• [Required work]:
Reproduce word for word the lines of the records from the one containing "hood in this photo." through the one containing "Target: truck hood", both included. Leave the pictures out.

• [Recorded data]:

╭──

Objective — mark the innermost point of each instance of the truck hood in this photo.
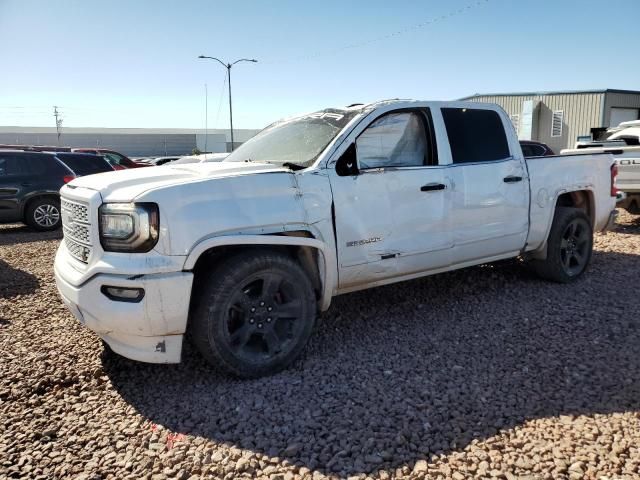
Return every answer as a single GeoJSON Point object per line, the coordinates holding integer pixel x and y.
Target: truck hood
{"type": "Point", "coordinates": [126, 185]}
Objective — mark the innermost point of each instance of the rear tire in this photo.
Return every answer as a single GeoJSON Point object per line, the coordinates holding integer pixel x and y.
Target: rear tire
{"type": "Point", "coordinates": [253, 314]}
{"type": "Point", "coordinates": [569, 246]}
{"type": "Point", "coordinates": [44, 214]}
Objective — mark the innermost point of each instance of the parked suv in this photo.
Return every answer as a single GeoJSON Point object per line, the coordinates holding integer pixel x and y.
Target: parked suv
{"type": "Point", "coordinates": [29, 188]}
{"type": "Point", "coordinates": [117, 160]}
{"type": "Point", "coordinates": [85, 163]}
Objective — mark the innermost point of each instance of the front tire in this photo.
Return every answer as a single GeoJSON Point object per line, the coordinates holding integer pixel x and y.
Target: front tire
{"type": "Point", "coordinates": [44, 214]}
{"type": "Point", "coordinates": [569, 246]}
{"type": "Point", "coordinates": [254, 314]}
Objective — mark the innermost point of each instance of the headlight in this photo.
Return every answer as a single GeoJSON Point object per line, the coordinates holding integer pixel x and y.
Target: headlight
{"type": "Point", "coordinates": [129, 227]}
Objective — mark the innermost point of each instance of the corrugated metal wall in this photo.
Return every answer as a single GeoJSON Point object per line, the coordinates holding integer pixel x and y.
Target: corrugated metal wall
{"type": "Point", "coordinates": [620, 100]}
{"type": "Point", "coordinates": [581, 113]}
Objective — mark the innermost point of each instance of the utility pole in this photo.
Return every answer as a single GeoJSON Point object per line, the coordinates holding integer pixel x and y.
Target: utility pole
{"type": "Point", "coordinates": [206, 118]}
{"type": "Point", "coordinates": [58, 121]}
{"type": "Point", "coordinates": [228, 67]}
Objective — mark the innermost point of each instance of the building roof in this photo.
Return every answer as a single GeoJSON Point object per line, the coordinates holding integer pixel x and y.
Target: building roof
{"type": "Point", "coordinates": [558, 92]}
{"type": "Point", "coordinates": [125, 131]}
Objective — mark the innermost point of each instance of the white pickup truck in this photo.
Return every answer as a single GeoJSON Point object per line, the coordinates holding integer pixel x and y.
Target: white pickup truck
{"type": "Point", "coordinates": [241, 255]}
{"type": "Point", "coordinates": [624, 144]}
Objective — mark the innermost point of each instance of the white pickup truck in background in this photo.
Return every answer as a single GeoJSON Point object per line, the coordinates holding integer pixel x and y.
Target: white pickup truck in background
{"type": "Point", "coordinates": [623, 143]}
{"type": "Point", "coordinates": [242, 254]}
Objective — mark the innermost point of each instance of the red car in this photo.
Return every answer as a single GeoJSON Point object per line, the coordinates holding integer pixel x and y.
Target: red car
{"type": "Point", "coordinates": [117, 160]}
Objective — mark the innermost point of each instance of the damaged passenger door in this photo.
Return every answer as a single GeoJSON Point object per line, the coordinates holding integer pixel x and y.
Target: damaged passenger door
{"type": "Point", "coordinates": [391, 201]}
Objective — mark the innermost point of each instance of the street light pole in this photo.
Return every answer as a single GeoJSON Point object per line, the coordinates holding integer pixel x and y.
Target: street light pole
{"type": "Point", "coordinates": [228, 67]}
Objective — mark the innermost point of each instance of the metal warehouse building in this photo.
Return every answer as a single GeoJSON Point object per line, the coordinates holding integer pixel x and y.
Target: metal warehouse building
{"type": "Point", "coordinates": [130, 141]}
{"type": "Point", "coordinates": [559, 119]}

╰──
╭──

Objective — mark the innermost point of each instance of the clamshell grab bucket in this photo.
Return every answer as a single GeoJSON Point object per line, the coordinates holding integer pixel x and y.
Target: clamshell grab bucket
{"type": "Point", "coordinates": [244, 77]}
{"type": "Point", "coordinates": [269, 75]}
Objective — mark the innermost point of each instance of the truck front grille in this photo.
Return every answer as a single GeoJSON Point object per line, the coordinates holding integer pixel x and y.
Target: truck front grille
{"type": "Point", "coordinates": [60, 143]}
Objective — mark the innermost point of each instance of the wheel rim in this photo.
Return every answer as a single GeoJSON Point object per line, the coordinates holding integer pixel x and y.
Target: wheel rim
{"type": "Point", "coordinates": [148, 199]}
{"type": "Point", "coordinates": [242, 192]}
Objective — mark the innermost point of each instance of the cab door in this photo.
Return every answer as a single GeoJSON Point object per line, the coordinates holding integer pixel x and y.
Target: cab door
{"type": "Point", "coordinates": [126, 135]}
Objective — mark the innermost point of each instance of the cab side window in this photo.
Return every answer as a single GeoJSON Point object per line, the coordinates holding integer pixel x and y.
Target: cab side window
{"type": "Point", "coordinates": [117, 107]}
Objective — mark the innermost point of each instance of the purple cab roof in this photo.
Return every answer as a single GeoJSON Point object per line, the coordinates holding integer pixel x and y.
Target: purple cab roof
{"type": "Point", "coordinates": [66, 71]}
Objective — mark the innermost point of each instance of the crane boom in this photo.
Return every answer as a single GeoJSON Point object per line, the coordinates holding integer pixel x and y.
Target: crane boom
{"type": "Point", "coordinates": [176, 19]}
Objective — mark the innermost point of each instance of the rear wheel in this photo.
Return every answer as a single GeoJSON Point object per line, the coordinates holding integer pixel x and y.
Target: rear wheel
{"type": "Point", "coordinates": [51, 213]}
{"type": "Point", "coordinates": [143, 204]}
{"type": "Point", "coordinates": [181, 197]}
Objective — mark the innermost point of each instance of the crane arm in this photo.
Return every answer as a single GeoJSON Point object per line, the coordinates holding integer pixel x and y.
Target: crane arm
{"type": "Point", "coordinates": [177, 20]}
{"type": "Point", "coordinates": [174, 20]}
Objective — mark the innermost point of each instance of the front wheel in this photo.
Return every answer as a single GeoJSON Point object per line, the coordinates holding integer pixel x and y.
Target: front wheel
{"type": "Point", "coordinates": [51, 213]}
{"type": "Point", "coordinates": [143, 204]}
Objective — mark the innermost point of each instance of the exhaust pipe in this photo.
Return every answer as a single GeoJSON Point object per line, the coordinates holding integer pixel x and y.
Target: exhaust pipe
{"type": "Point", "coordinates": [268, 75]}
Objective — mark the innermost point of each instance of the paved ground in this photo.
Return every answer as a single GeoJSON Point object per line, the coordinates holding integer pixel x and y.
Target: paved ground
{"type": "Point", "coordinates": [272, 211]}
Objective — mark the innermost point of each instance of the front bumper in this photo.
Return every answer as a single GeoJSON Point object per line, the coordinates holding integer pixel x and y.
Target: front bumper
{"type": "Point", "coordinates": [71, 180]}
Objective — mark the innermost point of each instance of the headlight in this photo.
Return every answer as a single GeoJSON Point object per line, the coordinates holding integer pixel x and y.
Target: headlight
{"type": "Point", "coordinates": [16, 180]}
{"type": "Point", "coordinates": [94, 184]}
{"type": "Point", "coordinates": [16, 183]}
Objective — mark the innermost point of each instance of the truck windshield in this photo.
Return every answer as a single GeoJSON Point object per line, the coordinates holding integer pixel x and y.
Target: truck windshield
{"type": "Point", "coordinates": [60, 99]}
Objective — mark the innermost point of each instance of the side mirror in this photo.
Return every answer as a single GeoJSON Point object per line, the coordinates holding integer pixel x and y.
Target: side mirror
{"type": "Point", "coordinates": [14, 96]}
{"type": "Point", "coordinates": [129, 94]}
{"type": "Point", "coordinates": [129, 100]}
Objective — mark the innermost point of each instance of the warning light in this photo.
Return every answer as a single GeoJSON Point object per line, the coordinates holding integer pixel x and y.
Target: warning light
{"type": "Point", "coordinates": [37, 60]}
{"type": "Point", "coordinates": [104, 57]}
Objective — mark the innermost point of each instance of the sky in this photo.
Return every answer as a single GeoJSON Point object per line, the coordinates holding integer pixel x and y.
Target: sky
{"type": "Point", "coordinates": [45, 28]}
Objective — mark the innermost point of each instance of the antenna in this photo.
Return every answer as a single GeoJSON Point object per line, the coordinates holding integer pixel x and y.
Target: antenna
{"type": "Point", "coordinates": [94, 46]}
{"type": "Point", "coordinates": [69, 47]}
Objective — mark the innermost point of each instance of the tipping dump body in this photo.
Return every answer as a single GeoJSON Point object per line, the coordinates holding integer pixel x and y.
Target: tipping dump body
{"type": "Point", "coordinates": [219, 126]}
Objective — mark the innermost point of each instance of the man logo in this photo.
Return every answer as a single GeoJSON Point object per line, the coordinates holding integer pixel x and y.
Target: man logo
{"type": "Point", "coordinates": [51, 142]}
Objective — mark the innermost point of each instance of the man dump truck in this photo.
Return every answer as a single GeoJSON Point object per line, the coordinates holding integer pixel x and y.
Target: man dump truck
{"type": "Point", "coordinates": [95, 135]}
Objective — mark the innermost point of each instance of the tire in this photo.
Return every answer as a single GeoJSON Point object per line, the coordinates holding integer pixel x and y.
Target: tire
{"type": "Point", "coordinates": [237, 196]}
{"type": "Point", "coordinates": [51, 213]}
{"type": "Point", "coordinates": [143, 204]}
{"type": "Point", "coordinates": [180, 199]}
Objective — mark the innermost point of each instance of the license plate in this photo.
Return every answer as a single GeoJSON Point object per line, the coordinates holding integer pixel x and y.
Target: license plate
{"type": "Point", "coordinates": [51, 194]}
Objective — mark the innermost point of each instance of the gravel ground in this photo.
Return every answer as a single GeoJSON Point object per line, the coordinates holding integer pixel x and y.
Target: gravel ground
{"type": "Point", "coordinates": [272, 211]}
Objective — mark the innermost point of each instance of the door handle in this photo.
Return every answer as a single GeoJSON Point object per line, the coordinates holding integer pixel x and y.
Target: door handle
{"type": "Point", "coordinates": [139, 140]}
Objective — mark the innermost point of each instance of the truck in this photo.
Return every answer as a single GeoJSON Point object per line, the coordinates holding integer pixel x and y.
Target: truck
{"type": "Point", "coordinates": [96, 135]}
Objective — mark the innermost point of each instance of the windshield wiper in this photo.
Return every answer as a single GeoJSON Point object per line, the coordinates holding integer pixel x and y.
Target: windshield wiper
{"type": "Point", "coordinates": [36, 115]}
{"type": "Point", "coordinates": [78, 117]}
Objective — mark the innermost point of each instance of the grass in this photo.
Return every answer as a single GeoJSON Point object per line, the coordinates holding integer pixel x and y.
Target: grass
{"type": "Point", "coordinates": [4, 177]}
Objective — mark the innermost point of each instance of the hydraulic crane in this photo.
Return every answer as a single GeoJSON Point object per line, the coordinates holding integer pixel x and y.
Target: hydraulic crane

╰──

• [Worked solution]:
Objective — mark the innermost point of each instance of the truck hood in this photo.
Return every answer as a single GeoJSON Point object per line, the coordinates holding integer pixel x and y.
Target: truck hood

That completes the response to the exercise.